#### [THE PROBLEM]
Could you retype every one of the lines below without changing a single character?

══════════════════════════════

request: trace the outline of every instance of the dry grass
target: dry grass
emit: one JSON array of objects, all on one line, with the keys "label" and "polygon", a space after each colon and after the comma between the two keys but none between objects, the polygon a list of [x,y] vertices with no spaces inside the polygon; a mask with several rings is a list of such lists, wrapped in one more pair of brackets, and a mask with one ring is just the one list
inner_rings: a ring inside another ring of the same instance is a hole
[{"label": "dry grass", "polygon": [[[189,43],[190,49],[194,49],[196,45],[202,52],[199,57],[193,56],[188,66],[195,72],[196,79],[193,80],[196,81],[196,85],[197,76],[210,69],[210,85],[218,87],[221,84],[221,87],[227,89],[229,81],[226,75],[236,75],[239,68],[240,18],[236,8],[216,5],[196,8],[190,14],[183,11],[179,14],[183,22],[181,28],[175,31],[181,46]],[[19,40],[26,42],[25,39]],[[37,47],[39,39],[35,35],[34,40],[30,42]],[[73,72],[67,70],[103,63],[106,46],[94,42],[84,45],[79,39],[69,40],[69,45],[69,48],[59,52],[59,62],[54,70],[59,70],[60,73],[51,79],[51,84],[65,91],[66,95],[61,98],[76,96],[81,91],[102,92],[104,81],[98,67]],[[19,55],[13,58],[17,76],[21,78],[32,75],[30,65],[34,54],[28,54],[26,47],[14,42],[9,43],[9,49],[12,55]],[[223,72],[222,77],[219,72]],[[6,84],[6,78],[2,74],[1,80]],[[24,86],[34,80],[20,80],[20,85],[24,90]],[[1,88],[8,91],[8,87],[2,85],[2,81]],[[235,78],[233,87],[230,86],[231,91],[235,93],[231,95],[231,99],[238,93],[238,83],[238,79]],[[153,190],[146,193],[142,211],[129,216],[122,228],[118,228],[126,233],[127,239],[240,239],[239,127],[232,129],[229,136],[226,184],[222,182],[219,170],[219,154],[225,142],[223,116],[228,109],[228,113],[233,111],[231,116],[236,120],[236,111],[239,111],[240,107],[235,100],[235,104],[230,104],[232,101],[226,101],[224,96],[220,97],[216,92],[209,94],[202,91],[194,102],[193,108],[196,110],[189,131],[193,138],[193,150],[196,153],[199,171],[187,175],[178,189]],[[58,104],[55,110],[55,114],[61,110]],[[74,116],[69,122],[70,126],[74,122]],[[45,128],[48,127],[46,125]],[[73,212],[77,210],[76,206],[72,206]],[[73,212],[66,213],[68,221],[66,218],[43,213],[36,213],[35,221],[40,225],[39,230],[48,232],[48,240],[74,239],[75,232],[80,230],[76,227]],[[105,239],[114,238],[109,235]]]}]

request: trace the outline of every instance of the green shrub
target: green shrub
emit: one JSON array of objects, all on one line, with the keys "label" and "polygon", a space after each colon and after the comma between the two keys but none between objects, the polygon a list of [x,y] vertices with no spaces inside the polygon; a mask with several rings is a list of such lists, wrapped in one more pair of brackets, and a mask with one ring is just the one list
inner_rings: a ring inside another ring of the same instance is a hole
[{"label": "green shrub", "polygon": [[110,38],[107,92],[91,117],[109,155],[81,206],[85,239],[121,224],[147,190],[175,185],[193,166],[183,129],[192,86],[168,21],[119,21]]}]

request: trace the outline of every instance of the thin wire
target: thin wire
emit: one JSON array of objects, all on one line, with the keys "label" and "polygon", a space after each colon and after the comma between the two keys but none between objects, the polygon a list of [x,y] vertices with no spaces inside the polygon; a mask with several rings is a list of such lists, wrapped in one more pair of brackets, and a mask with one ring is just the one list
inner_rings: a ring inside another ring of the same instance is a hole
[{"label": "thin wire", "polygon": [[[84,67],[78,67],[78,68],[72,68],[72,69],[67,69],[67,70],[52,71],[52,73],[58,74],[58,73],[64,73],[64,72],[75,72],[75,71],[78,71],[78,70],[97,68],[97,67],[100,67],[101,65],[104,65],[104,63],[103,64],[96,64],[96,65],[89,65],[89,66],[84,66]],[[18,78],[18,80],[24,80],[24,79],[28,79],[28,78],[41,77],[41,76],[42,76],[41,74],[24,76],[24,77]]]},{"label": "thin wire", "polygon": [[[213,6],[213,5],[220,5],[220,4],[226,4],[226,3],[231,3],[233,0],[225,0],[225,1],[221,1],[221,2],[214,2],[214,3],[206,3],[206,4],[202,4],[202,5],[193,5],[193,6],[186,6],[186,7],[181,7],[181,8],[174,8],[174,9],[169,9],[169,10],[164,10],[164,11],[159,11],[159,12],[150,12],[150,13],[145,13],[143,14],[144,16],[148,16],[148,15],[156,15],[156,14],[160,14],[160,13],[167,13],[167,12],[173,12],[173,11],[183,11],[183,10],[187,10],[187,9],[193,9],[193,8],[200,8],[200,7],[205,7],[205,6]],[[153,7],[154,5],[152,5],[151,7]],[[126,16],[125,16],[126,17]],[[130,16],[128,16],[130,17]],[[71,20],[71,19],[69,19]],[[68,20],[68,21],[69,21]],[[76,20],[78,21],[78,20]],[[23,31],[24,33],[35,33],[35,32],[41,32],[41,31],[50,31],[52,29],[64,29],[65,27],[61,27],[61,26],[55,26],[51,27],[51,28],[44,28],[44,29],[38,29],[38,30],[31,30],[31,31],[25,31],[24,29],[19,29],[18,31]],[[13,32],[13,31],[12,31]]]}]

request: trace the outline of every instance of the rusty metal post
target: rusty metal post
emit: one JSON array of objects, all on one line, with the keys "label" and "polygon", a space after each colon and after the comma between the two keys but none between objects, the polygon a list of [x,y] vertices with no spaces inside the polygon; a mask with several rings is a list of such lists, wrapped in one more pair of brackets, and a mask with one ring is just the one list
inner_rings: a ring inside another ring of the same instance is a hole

══════════════════════════════

#### [FINISHED ANSWER]
request: trace the outline of every instance of the dry grass
target: dry grass
emit: one JSON array of objects, all on one line, with the keys "label" and "polygon", a space after each colon and after the comma between the two keys but none between objects, the polygon a list of [x,y] vertices with no spaces inside the polygon; a mask with several rings is a list of such lists, wrapped in one more pair of brackets, and a mask with one ring is just the one list
inner_rings: a ring inside another ring of the same instance is a hole
[{"label": "dry grass", "polygon": [[[189,43],[190,49],[194,49],[196,45],[202,52],[199,57],[193,56],[188,66],[195,72],[196,79],[193,80],[196,81],[196,85],[197,76],[210,69],[210,85],[218,87],[221,84],[221,87],[227,89],[229,81],[226,75],[236,75],[239,68],[240,18],[236,8],[216,5],[196,8],[190,14],[183,11],[179,14],[183,22],[181,28],[175,31],[181,46]],[[19,40],[26,42],[25,39]],[[37,47],[39,39],[35,35],[34,40],[30,42]],[[73,72],[67,70],[103,63],[106,46],[94,42],[84,45],[79,39],[69,40],[69,45],[69,48],[59,52],[59,62],[54,70],[59,70],[60,73],[51,79],[51,84],[65,91],[66,95],[61,98],[76,96],[81,91],[102,92],[104,81],[98,67]],[[19,55],[13,58],[17,76],[21,78],[32,75],[30,65],[34,54],[28,54],[26,47],[14,42],[9,43],[9,49],[12,55]],[[223,72],[222,77],[219,72]],[[6,84],[6,78],[2,74],[1,80]],[[24,86],[34,80],[20,80],[20,85],[24,90]],[[1,88],[8,91],[8,87],[2,85],[2,81]],[[235,78],[233,87],[230,86],[231,91],[235,93],[231,95],[231,99],[238,93],[238,83],[238,79]],[[153,190],[146,193],[142,211],[129,216],[122,228],[118,228],[126,233],[127,239],[240,239],[239,127],[232,129],[229,136],[226,184],[222,182],[219,170],[219,154],[225,142],[223,116],[228,109],[228,113],[233,111],[231,116],[236,120],[236,111],[239,111],[240,107],[235,100],[235,104],[230,104],[232,101],[226,101],[224,96],[220,97],[216,92],[209,94],[202,91],[194,102],[193,108],[196,110],[189,131],[193,138],[193,150],[196,153],[199,171],[187,175],[178,189]],[[58,104],[55,110],[55,114],[61,110]],[[74,116],[69,122],[70,126],[74,122]],[[45,128],[48,127],[46,125]],[[73,212],[77,210],[76,206],[72,206]],[[73,212],[66,213],[68,221],[66,218],[43,213],[36,213],[35,221],[40,225],[39,230],[48,232],[48,240],[74,239],[75,232],[80,230],[76,227]],[[105,239],[114,238],[109,235]]]}]

request: trace the outline of every instance of the green shrub
target: green shrub
emit: one JSON array of objects, all on one line, with the keys "label" and "polygon", a space after each colon and after the comma between the two keys but none between objects, the polygon a list of [x,y] vertices with no spaces inside the polygon; a mask with several rings is a list of such lists, wrapped in one more pair of brackets, and a mask with one ring is just the one list
inner_rings: a ring inside another ring of the same instance is a hole
[{"label": "green shrub", "polygon": [[110,38],[107,92],[91,117],[109,155],[81,206],[85,239],[121,224],[147,190],[175,185],[193,166],[183,129],[192,86],[168,21],[119,21]]}]

request: trace the outline of every instance of the thin wire
target: thin wire
emit: one JSON array of objects, all on one line, with the keys "label" and "polygon", a space after each colon and after the comma between the two keys but none between objects, the polygon a list of [x,y] vertices with no spaces inside the polygon; a mask with several rings is a list of such lists, wrapped in one more pair of brackets, and a mask with one ring is just the one list
inner_rings: a ring inside another ring of the same instance is a hole
[{"label": "thin wire", "polygon": [[[84,67],[78,67],[78,68],[72,68],[72,69],[67,69],[67,70],[52,71],[52,73],[58,74],[58,73],[64,73],[64,72],[75,72],[75,71],[78,71],[78,70],[97,68],[97,67],[100,67],[101,65],[104,65],[104,63],[103,64],[96,64],[96,65],[89,65],[89,66],[84,66]],[[18,78],[18,80],[24,80],[24,79],[28,79],[28,78],[41,77],[41,76],[42,76],[41,74],[24,76],[24,77]]]},{"label": "thin wire", "polygon": [[[213,6],[213,5],[220,5],[220,4],[226,4],[226,3],[231,3],[233,0],[225,0],[225,1],[221,1],[221,2],[214,2],[214,3],[206,3],[206,4],[202,4],[202,5],[193,5],[193,6],[186,6],[186,7],[181,7],[181,8],[174,8],[174,9],[169,9],[169,10],[164,10],[164,11],[159,11],[159,12],[150,12],[150,13],[145,13],[143,14],[144,16],[148,16],[148,15],[156,15],[156,14],[160,14],[160,13],[167,13],[167,12],[173,12],[173,11],[183,11],[183,10],[187,10],[187,9],[193,9],[193,8],[200,8],[200,7],[205,7],[205,6]],[[153,7],[154,5],[152,5],[151,7]],[[126,16],[125,16],[126,17]],[[130,16],[128,16],[130,17]],[[71,20],[71,19],[69,19]],[[68,20],[68,21],[69,21]],[[76,20],[78,21],[78,20]],[[23,31],[24,33],[35,33],[35,32],[41,32],[41,31],[50,31],[52,29],[64,29],[65,27],[61,27],[61,26],[55,26],[51,27],[51,28],[44,28],[44,29],[38,29],[38,30],[31,30],[31,31],[25,31],[24,29],[19,29],[18,31]],[[13,32],[13,31],[12,31]]]}]

request: trace the outline of every instance of the rusty metal post
target: rusty metal post
emit: one JSON array of objects, all on one line, with the keys "label" and "polygon", a space after each colon and after the comma between the two keys but none between objects, the polygon a list of [x,y] vertices with no spaces inside the polygon; a mask with several rings is a list of such lists, wrapped in one more pair of brackets, and a mask with one ring is just the one list
inner_rings: a ring inside another ring of the same instance is a hole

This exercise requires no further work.